# [Consignes et exigences]
Rédigez la suite de l’article sur l’introduction en bourse de Shein, en reprenant juste après sa dernière phrase.

# [Article]
******************************

L’introduction en bourse risque de provoquer un moment de vérité : les déclarations des législateurs et les appels à l’action de la SEC se traduiront-ils par des résultats concrets ? Et pour ceux qui se concentrent sur le développement durable dans l’industrie de la mode, l’heure de vérité sera aussi celle de la réaction des investisseurs et, dans une certaine mesure, des consommateurs – qui ont tous deux de plus en plus proclamé l’importance de la responsabilité sociale et environnementale – face à l’offre publique de vente.

« Je suis curieuse de voir comment les investisseurs se positionneront après avoir affirmé pendant des années que l’ESG était au cœur de leurs considérations en matière d’investissement », déclare Fanny Moizant, cofondatrice et présidente de Vestiaire Collective.

La plus grande question est de savoir si Shein fera face à une résistance significative alors qu’elle s’apprête à entrer en bourse. Megan Penick, avocate spécialisée dans les valeurs mobilières, a déclaré à Reuters qu’il était peu probable que Shein se heurte à un « blocage direct » de la part de la SEC, mais que l’agence pourrait rendre les « exigences en matière de divulgation si détaillées, voire extrêmes » que l’introduction en bourse deviendrait apparemment impossible. « Les allégations de travail forcé et les questions de propriété intellectuelle peuvent poser des problèmes qui empêchent [Shein] de répondre aux questions à la satisfaction de la SEC », a déclaré M. Penick.

Susan Scafidi, fondatrice et directrice du Fashion Law Institute de la Fordham Law School, estime que si l’introduction en bourse de Shein est couronnée de succès, elle pourrait permettre d’éviter un examen plus approfondi de sa pratique consistant à utiliser le système d’expédition de minimis, qui lui a permis d’éviter de payer des droits de douane sur ses expéditions vers les États-Unis.

******************************

# [Données extraites]
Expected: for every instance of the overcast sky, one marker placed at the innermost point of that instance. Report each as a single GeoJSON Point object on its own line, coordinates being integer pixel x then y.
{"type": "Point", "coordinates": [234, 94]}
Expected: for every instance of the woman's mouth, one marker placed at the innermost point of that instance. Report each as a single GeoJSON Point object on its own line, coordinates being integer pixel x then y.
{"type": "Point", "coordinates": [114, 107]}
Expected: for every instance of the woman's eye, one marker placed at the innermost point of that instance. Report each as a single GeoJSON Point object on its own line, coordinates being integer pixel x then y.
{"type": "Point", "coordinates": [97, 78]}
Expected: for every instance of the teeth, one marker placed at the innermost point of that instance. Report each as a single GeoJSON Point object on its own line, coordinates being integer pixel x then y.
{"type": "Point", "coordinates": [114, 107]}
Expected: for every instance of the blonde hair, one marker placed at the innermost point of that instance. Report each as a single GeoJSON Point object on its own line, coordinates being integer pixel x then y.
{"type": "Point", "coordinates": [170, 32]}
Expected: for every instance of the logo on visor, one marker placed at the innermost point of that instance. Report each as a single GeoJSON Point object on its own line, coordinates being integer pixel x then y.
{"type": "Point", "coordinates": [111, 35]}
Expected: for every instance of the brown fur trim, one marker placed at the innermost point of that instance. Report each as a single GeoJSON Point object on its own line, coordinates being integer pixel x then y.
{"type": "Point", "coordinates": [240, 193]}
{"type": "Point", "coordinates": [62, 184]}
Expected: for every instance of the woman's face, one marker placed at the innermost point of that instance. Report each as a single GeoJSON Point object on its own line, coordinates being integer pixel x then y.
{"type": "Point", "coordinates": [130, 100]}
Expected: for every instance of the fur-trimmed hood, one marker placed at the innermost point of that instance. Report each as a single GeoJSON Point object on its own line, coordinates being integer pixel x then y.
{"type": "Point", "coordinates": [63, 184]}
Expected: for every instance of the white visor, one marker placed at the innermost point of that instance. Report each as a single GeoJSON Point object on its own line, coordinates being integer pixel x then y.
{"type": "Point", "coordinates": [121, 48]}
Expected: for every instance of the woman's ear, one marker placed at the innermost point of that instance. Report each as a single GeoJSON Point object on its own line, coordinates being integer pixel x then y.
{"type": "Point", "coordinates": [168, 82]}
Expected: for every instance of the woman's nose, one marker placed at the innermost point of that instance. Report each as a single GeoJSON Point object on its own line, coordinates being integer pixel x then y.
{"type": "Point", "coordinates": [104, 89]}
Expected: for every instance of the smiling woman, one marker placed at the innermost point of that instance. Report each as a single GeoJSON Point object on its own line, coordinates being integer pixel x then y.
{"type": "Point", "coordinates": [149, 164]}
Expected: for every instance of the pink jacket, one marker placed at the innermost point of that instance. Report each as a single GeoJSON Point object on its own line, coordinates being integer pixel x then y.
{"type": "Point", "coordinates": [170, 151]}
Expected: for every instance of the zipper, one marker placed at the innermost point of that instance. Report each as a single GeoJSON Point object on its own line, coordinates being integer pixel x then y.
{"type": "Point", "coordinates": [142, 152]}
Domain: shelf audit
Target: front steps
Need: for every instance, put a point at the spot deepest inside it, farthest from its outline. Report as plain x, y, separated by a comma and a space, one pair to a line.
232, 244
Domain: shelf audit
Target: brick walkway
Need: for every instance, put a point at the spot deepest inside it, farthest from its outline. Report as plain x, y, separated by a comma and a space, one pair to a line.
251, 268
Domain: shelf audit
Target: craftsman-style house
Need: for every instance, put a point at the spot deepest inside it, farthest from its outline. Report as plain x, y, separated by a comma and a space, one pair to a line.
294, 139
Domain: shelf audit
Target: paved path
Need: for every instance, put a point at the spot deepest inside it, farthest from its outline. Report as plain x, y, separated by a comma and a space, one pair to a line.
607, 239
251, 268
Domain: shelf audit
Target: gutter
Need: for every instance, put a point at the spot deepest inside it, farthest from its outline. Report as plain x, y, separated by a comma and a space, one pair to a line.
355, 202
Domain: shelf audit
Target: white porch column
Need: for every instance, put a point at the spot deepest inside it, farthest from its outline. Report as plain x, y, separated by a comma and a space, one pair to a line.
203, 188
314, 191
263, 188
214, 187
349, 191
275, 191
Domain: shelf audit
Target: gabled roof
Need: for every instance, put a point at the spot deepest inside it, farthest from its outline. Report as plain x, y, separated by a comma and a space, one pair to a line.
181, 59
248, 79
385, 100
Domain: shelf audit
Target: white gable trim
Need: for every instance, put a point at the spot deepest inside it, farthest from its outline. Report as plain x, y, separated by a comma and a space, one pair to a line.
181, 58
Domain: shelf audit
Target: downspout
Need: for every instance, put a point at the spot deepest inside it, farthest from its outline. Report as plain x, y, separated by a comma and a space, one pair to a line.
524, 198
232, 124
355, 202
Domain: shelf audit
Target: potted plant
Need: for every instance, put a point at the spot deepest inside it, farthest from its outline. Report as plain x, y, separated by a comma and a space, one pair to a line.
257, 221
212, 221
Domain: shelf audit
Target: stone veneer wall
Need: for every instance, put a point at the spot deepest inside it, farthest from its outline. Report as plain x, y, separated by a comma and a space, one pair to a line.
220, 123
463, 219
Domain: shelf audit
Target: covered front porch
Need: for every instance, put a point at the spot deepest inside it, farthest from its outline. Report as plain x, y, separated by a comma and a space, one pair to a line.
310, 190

******************************

# [Réponse attendue]
« L’introduction en bourse est également stratégique pour éviter que des entreprises comme Shein ne profitent des lacunes tarifaires des États-Unis », explique-t-elle. « Une fois que Shein ne sera plus simplement une société étrangère mais une société avec une série d’investisseurs, les appels à modifier la structure douanière pourraient être plus discrets. De même, les initiatives législatives visant à lutter contre le fardeau écologique de la fast fashion peuvent sembler moins urgentes pour les législateurs dont les électeurs riches peuvent partager les bénéfices et dont les électeurs soucieux de la mode mais sensibles au prix profitent déjà de la poussée de dopamine associée aux tenues bon marché. Shein a peut-être une réputation quelque peu ternie, mais ses projets d’introduction en bourse sont très stratégiques ».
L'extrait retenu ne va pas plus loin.